◆ Reading text ◆
## BEGIN

Custom generators¶
A familiar example¶
Consider the following example which does basic dupin detection using a freud generator, however, this time we shall read it from a xyz file:
[1]:
import warnings
import freud
import matplotlib.pyplot as plt
import numpy as np
import ruptures as rpt
import dupin as du
warnings.simplefilter("ignore")
ls = 6
FILENAME = "../data/lj-sim.xyz"
steinhardt = freud.order.Steinhardt(l=ls)
nlist_kwargs = {"num_neighbors": 12, "exclude_ii": True}
pipeline = du.data.freud.FreudDescriptor(
compute=steinhardt, attrs={"particle_order": f"Q{ls}"}
).pipe(du.data.reduce.NthGreatest((10, 50)))
signal_aggregator = du.data.aggregate.SignalAggregator(pipeline)
with open(FILENAME) as file:
# Read the number of atoms
N = int(file.readline().strip())

## END

◆ Records shown ◆
## BEGIN

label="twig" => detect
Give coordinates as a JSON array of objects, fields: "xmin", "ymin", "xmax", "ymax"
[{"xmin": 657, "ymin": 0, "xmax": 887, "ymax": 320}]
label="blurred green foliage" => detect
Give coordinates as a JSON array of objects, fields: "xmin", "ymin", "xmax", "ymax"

## END

◆ Exercise task ◆
Please copy the custom generators text above between "steinhardt = freud.order.Steinhardt(l=ls)" and "N = int(file.readline().strip())", inclusive, substituting "workflow" for each "pipeline".

◆ Result of this exercise ◆
steinhardt = freud.order.Steinhardt(l=ls)
nlist_kwargs = {"num_neighbors": 12, "exclude_ii": True}
workflow = du.data.freud.FreudDescriptor(
compute=steinhardt, attrs={"particle_order": f"Q{ls}"}
).pipe(du.data.reduce.NthGreatest((10, 50)))
signal_aggregator = du.data.aggregate.SignalAggregator(workflow)
with open(FILENAME) as file:
# Read the number of atoms
N = int(file.readline().strip())